*WHAT THE TASK ASKS:* Print all the records exactly, please.

*SOURCE MATERIAL:*
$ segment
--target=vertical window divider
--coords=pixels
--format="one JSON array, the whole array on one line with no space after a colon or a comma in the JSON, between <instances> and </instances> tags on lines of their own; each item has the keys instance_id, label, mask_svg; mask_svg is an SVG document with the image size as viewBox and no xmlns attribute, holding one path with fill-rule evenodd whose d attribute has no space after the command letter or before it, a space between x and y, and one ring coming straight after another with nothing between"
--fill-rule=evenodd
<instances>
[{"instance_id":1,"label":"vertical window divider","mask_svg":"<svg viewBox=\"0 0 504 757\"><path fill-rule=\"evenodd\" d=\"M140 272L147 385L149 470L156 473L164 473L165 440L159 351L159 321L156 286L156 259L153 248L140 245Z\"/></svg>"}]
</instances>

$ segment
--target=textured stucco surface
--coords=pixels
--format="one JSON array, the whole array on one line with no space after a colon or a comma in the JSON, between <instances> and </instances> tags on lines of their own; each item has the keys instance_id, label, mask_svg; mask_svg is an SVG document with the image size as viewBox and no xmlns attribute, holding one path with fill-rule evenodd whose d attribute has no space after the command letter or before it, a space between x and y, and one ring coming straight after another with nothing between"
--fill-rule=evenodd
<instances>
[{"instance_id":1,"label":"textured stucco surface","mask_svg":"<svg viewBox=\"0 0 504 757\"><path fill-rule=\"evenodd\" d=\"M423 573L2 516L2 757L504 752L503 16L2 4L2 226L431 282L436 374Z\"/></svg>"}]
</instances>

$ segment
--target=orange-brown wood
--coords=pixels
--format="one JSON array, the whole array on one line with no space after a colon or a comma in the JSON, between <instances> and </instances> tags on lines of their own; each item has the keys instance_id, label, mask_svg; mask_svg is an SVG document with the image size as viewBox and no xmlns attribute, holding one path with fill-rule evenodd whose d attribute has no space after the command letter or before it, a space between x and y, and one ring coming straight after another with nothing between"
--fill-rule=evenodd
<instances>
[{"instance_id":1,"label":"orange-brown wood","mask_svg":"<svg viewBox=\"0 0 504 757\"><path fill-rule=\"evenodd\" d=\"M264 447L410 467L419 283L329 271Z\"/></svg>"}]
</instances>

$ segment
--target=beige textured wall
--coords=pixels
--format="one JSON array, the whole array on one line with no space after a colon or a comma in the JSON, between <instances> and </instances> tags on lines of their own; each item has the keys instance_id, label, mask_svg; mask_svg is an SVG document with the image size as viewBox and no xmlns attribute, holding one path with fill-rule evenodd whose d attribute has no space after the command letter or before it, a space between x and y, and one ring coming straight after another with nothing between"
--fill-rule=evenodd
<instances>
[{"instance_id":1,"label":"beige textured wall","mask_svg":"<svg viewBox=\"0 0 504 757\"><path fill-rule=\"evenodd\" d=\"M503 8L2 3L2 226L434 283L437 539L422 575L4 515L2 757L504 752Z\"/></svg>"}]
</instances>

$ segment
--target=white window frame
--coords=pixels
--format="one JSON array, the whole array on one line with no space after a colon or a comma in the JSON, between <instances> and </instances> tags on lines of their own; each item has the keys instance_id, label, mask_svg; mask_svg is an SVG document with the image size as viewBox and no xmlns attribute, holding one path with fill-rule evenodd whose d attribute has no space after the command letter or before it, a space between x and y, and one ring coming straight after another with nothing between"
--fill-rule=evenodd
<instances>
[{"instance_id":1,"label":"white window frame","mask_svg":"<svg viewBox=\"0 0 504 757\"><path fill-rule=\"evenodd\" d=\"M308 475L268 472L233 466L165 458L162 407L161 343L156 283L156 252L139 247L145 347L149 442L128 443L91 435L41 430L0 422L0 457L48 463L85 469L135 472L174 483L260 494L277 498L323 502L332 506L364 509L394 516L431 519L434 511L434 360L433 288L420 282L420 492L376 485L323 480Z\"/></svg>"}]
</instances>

*CORRECT RESPONSE:*
$ segment
--target=vertical window divider
--coords=pixels
--format="one JSON array, the whole array on one line with no space after a colon or a comma in the JSON, between <instances> and </instances> tags on lines of their own; each item has the keys instance_id, label, mask_svg; mask_svg is an SVG document with the image size as viewBox and no xmlns attribute, holding one path with fill-rule evenodd whose d attribute has no space after the command letter or before it, a space between x and y, and one ring coming straight after another with nothing between"
--fill-rule=evenodd
<instances>
[{"instance_id":1,"label":"vertical window divider","mask_svg":"<svg viewBox=\"0 0 504 757\"><path fill-rule=\"evenodd\" d=\"M140 272L147 385L149 470L156 473L164 473L165 440L159 351L159 321L156 286L156 259L153 248L140 245Z\"/></svg>"}]
</instances>

$ segment
--target=textured stucco surface
--coords=pixels
--format="one JSON array, the whole array on one line with no space after a colon or a comma in the JSON, between <instances> and </instances> tags on lines of their own; each item has the keys instance_id, label, mask_svg; mask_svg is an SVG document with the image size as viewBox and no xmlns attribute, holding one path with fill-rule evenodd whose d attribute has no space after the command letter or before it, a space between x and y, and one ring coming straight after another with nothing between"
--fill-rule=evenodd
<instances>
[{"instance_id":1,"label":"textured stucco surface","mask_svg":"<svg viewBox=\"0 0 504 757\"><path fill-rule=\"evenodd\" d=\"M423 573L2 516L2 757L504 752L503 16L2 4L2 226L431 282L436 374Z\"/></svg>"}]
</instances>

$ segment
--target=orange-brown wood
--coords=pixels
--format="one JSON array, the whole array on one line with no space after a colon or a comma in the JSON, between <instances> and </instances> tags on lines of their own; each item has the keys instance_id, label, mask_svg; mask_svg is an SVG document with the image size as viewBox and no xmlns attribute, holding one path with fill-rule evenodd whose d attribute has no space after the command letter or before it, a space between x and y, and one ring coming straight after another with nothing between"
--fill-rule=evenodd
<instances>
[{"instance_id":1,"label":"orange-brown wood","mask_svg":"<svg viewBox=\"0 0 504 757\"><path fill-rule=\"evenodd\" d=\"M264 447L410 467L419 283L329 271Z\"/></svg>"}]
</instances>

$ segment
--target=beige textured wall
--coords=pixels
--format="one JSON array, the whole array on one line with no space after a colon or a comma in the JSON, between <instances> and </instances> tags on lines of their own; each item has the keys instance_id, label, mask_svg; mask_svg is an SVG document with the image size as viewBox and no xmlns attribute, holding one path with fill-rule evenodd whose d attribute has no space after the command letter or before it, a space between x and y, and one ring coming straight after another with nothing between"
--fill-rule=evenodd
<instances>
[{"instance_id":1,"label":"beige textured wall","mask_svg":"<svg viewBox=\"0 0 504 757\"><path fill-rule=\"evenodd\" d=\"M503 8L2 3L2 226L434 283L437 539L422 575L4 515L2 757L504 752Z\"/></svg>"}]
</instances>

$ segment
--target=white window frame
--coords=pixels
--format="one JSON array, the whole array on one line with no space after a colon or a comma in the JSON, between <instances> and </instances> tags on lines of their own; each item has the keys instance_id, label, mask_svg; mask_svg is an SVG document with the image size as viewBox and no xmlns attribute, holding one path with fill-rule evenodd whose d attribute has no space after the command letter or before it, a space between x and y, and one ring coming straight after another with nothing between"
--fill-rule=evenodd
<instances>
[{"instance_id":1,"label":"white window frame","mask_svg":"<svg viewBox=\"0 0 504 757\"><path fill-rule=\"evenodd\" d=\"M308 475L268 472L233 466L165 458L162 407L161 343L156 283L156 252L139 247L145 347L149 442L128 443L91 435L41 430L0 422L0 457L48 463L85 469L135 472L174 483L260 494L277 498L323 502L332 506L364 509L394 516L431 519L434 511L434 360L433 288L420 282L420 492L376 485L323 480Z\"/></svg>"}]
</instances>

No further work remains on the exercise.